● Exercício breve 1:
Reúna todas as linhas da listagem que contêm a sequência "parking". Leve em conta a diferença entre maiúsculas e minúsculas.

● Trecho do documento:
****
Uma agricultura só poderia ser exercida pelo povo, uma vez que o

escravo deturparia e tornaria impraticável o trabalho e nulo qualquer lucratividade. Pois,

“(...) enquanto a sua lavoura se não fizer pelo povo independente de escravos, com bois

e arados, gados, estrume sobre as mesmas terras sem mudar de pouso, nunca há de haver

rendas, nem estabelecimento”. (LOURENÇO, 2001, p. 126) A solução encontrada pela

Coroa portuguesa era assegurar a terra ao lavrador pobre e livre, cujo acesso à propriedade

se faria pela concessão de:

(...) datas de terras pequenas com emolumento proporcionado nesta Secretaria com

que os pobres pudessem possuir com título justo, e permanente às suas propriedades,

sem dependência de as mandarem confirmar ficando esta obrigação somente para

aqueles que quisessem tirar datas avultadas para Fazendas maiores como até agora se

pratica.1

1 Carta ao conde de Oeyras. São Paulo, 20 de dezembro de 1766. Documentos Interessantes para a História

e Costumes de São Paulo. Vol. 73, p. 192.

Apesar dessas tentativas, durante muitos anos, principalmente no século

XIX, encontrar braços livres para o trabalho foi uma luta para a Corte no Brasil. Se a

mão-de-obra escrava tornava o trabalho indigno e financeiramente inviável e a mão-de-

obra indígena não era muito praticada no Brasil, a solução encontrada era atrair outros

braços para o trabalho. No que tange a mão-de-obra indígena, Caio Prado Júnior justifica

essa inviabilidade pela teoria de degeneração da raça, muito discutida no momento em

que escreve.
****
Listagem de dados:
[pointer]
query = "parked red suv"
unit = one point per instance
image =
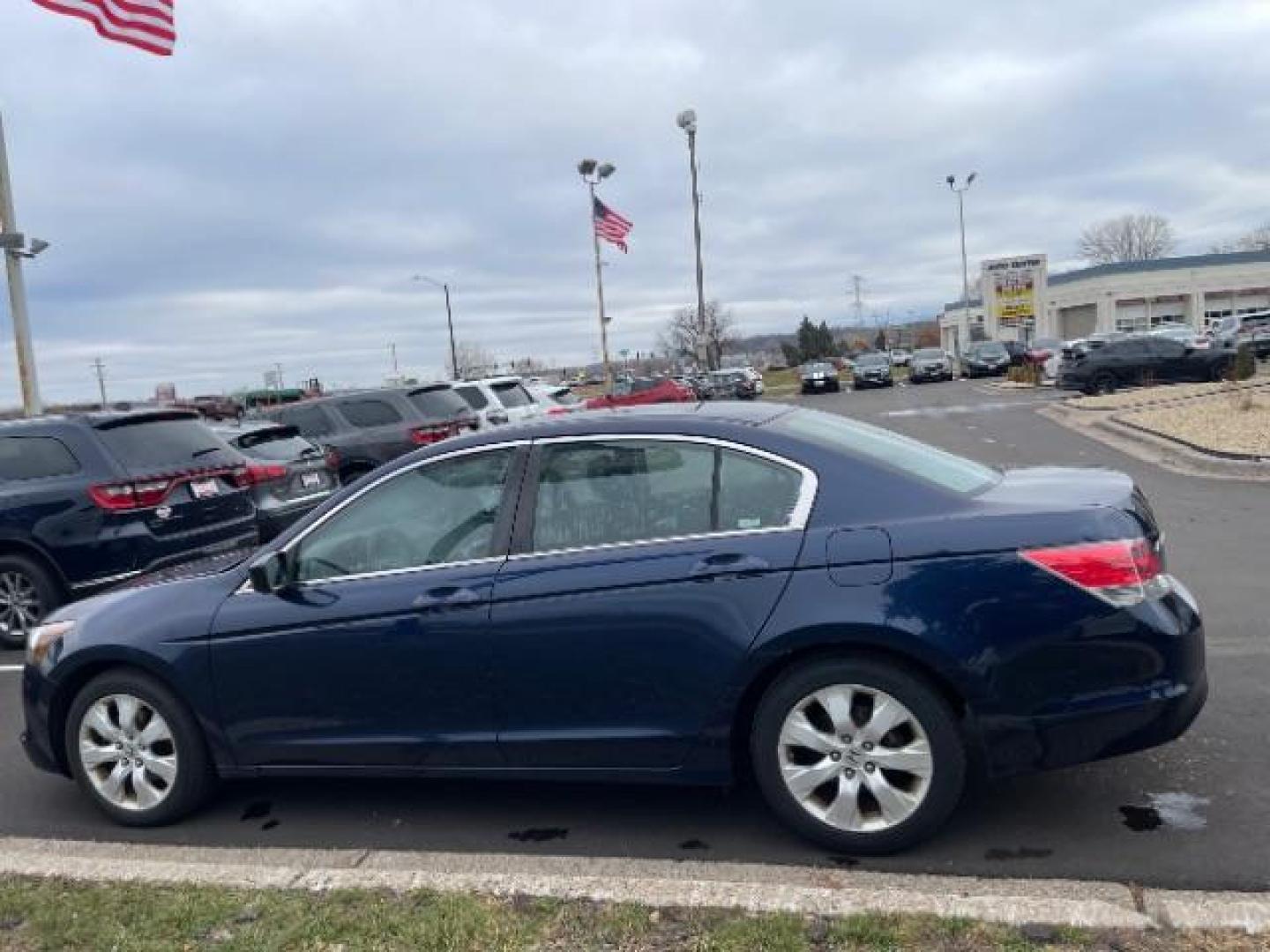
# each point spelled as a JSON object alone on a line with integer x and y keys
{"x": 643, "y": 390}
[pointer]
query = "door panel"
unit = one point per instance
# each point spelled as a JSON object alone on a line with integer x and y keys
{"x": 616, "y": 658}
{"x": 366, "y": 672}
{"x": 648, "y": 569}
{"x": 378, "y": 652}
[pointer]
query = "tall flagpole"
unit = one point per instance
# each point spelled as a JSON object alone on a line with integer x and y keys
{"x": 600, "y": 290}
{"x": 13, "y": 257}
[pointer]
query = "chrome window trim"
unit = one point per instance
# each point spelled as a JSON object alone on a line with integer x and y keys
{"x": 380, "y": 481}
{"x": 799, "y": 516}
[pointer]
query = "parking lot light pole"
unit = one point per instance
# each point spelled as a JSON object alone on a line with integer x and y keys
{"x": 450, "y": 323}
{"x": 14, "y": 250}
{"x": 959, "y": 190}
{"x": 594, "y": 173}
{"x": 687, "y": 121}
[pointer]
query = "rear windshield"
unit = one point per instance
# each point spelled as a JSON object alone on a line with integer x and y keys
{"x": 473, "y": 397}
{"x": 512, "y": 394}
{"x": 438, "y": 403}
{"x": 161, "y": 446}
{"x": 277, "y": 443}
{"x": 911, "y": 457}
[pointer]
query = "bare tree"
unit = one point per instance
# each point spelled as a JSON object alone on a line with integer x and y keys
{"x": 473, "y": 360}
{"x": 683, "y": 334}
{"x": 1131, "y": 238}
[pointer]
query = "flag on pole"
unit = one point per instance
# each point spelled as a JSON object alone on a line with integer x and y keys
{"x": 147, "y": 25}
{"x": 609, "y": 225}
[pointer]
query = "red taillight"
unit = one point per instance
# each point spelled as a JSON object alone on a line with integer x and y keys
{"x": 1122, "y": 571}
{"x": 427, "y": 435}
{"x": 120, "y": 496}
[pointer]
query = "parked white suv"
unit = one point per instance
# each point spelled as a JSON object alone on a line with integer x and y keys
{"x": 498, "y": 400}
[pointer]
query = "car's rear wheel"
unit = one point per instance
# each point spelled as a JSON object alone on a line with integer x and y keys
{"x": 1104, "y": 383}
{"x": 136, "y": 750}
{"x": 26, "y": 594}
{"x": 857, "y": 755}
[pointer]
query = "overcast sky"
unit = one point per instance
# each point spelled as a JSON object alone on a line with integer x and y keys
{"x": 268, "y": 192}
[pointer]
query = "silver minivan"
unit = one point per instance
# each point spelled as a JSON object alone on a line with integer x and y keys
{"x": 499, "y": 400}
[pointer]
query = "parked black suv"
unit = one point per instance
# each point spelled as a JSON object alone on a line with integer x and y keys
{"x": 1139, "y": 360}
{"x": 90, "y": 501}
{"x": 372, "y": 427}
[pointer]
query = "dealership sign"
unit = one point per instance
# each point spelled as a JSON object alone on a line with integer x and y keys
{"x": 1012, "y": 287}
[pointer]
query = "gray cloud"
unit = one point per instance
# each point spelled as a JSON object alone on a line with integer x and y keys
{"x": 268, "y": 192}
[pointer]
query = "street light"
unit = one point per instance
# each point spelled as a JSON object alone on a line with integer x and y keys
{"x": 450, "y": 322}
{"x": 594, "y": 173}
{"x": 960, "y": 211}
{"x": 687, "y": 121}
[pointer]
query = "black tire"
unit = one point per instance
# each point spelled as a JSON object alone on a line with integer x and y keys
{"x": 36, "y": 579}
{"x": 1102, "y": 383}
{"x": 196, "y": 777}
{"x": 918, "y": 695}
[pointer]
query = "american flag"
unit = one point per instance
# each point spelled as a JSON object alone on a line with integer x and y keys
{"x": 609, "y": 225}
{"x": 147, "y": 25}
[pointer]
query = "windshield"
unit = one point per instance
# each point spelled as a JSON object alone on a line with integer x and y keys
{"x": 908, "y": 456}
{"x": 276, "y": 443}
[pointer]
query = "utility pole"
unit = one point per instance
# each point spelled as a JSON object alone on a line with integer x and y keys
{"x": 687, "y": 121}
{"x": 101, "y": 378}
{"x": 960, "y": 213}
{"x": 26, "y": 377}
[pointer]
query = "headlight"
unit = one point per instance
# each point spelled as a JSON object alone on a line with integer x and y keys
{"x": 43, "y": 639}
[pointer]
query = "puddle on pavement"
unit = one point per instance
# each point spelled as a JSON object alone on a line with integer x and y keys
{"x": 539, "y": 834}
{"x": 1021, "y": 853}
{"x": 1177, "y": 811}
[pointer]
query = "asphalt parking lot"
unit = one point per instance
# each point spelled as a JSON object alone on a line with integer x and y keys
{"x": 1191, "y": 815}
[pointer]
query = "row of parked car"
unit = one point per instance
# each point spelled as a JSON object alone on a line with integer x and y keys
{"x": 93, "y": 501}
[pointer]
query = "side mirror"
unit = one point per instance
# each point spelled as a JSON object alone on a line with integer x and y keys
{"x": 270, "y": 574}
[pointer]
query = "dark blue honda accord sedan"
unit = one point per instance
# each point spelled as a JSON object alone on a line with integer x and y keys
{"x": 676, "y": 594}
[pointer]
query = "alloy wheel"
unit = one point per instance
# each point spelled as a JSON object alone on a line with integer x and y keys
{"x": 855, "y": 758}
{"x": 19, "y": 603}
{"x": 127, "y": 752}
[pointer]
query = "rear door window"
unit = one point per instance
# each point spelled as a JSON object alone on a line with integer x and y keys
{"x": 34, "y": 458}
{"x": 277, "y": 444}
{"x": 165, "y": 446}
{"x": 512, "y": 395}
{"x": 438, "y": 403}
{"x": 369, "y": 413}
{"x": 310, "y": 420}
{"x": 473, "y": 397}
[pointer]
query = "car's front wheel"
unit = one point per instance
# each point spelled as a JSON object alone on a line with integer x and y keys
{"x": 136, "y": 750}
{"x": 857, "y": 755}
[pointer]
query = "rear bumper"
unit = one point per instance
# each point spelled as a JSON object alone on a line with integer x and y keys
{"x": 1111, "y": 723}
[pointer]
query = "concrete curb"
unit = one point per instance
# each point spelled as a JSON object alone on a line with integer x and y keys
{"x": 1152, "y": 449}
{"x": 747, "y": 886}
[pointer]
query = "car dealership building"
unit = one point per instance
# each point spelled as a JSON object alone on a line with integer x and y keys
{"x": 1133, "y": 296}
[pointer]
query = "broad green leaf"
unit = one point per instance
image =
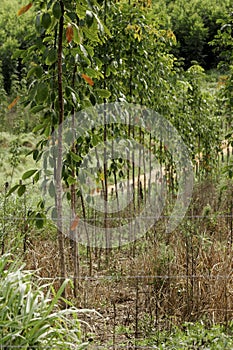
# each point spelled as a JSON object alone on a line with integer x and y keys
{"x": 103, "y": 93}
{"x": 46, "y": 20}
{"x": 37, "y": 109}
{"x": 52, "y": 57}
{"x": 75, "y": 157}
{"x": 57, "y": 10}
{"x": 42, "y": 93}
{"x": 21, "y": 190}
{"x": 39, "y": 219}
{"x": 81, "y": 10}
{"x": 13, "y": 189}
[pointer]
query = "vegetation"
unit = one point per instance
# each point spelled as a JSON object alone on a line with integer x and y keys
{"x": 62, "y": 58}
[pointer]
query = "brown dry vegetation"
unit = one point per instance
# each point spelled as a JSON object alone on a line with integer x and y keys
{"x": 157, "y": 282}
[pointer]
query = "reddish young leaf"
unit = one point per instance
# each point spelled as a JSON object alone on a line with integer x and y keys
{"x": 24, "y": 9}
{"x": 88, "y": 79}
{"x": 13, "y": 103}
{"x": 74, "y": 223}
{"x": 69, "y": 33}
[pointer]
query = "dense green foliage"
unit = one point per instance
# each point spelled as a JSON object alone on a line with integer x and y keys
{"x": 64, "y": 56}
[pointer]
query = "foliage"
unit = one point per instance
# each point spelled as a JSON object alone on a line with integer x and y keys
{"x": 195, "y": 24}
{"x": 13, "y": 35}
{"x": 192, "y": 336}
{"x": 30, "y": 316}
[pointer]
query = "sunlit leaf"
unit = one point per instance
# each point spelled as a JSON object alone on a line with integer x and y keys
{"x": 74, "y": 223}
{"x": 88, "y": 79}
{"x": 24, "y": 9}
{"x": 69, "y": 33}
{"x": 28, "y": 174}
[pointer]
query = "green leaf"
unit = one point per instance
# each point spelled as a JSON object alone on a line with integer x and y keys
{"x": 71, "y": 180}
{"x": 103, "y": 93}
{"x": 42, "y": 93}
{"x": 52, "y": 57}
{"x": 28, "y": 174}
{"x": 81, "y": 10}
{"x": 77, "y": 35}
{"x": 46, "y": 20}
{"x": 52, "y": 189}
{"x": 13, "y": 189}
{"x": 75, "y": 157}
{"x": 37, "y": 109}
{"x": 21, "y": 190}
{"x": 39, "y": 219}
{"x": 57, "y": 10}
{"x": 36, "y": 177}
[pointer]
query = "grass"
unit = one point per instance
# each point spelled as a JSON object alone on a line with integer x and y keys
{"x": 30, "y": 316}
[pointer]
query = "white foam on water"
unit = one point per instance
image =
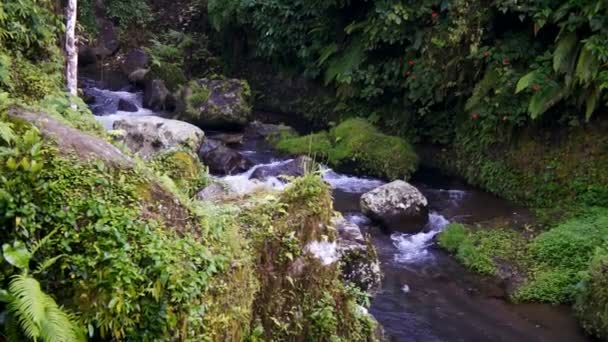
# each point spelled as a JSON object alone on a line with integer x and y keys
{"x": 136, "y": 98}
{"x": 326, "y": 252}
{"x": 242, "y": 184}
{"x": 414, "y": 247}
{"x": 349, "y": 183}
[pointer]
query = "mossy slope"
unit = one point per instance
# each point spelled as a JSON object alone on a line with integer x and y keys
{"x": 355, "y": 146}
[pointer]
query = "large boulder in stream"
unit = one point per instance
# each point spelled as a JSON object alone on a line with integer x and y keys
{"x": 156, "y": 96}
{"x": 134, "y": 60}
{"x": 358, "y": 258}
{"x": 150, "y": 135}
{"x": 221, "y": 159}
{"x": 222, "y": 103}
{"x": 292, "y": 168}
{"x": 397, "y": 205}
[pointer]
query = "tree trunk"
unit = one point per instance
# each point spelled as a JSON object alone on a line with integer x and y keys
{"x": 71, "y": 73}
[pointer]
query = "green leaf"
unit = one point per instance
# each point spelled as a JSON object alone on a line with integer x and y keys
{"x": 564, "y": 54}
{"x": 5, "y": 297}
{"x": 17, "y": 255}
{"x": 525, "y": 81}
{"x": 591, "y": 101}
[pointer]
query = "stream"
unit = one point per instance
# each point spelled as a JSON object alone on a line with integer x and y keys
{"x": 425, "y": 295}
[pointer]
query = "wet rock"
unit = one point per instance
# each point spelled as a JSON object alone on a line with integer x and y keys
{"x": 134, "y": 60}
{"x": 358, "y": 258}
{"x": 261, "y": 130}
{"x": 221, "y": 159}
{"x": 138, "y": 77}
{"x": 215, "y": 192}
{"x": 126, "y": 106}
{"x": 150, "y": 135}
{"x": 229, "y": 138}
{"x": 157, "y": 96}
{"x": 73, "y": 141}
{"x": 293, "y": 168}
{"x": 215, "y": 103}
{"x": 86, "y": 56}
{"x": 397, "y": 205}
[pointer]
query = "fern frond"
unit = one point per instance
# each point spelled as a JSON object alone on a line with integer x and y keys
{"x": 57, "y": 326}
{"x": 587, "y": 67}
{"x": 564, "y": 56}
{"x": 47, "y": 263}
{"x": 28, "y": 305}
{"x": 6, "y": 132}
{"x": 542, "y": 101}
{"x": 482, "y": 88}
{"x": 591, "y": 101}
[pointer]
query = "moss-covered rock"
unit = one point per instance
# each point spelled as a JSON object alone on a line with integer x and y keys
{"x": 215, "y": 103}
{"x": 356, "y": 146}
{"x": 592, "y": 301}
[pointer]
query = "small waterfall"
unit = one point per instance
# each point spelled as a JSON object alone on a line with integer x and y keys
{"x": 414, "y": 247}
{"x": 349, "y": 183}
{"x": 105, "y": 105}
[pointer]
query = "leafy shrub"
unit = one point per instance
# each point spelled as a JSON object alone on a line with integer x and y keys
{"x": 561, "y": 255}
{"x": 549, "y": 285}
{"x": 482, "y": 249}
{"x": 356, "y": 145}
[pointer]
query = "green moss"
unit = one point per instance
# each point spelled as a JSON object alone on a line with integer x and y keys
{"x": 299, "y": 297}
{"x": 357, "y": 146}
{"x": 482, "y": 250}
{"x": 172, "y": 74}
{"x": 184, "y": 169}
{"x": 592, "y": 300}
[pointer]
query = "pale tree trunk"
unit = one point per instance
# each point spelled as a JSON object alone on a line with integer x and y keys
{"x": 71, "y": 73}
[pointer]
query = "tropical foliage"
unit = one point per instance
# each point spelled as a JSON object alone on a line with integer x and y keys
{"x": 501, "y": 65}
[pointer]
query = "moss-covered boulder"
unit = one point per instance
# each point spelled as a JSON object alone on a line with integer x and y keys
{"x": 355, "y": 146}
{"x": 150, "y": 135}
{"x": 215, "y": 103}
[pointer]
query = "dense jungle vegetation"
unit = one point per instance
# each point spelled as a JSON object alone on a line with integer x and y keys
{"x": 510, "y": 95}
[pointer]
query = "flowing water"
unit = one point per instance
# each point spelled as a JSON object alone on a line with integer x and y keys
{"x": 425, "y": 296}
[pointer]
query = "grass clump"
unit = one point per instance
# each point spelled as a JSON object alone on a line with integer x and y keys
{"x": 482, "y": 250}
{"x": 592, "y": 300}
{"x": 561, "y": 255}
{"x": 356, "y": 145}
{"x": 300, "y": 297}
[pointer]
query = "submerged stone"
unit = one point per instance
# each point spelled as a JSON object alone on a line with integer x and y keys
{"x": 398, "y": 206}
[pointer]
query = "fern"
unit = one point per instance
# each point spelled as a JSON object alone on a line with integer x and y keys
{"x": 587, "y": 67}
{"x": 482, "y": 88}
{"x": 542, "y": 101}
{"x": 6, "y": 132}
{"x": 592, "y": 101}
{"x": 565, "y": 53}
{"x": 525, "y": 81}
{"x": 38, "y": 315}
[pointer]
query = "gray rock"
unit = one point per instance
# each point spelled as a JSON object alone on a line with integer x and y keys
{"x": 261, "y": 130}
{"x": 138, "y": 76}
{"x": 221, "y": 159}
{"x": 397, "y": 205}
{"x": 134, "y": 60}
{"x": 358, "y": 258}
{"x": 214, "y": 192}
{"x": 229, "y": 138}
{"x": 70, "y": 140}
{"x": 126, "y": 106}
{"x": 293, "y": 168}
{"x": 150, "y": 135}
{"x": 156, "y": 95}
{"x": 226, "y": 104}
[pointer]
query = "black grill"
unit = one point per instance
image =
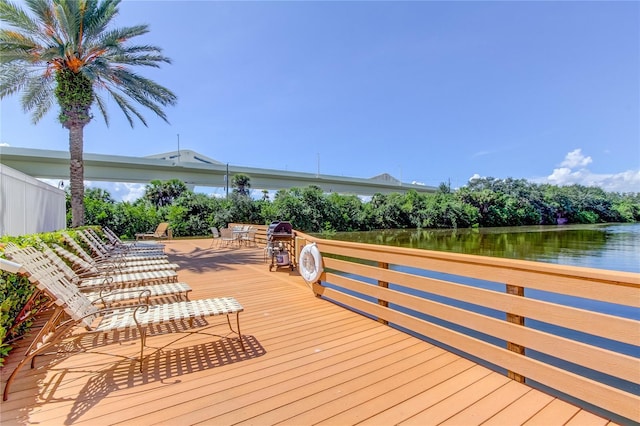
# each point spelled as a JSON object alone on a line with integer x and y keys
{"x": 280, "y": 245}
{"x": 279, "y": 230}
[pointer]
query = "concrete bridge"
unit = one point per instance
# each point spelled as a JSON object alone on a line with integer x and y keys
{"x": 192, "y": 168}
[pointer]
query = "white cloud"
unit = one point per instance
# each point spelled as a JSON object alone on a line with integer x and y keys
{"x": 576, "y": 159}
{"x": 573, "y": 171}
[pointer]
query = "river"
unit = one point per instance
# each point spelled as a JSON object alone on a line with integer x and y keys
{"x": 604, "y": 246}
****
● Exercício breve 2:
Responda a estas perguntas sobre o trecho a respeito da lavoura e da mão de obra:
(a) Segundo a citação, com quais meios a lavoura deveria ser feita pelo povo independente de escravos?
(b) A quem a Coroa portuguesa buscava assegurar a terra?
(c) Com qual teoria Caio Prado Júnior justifica a inviabilidade da mão de obra indígena?

● Resposta da tarefa 1:
query = "parking lot light pole"
query = "asphalt parking lot"

● Resposta da tarefa 2:
(a) Com bois e arados, gados e estrume sobre as mesmas terras, sem mudar de pouso.
(b) Ao lavrador pobre e livre.
(c) Com a teoria de degeneração da raça.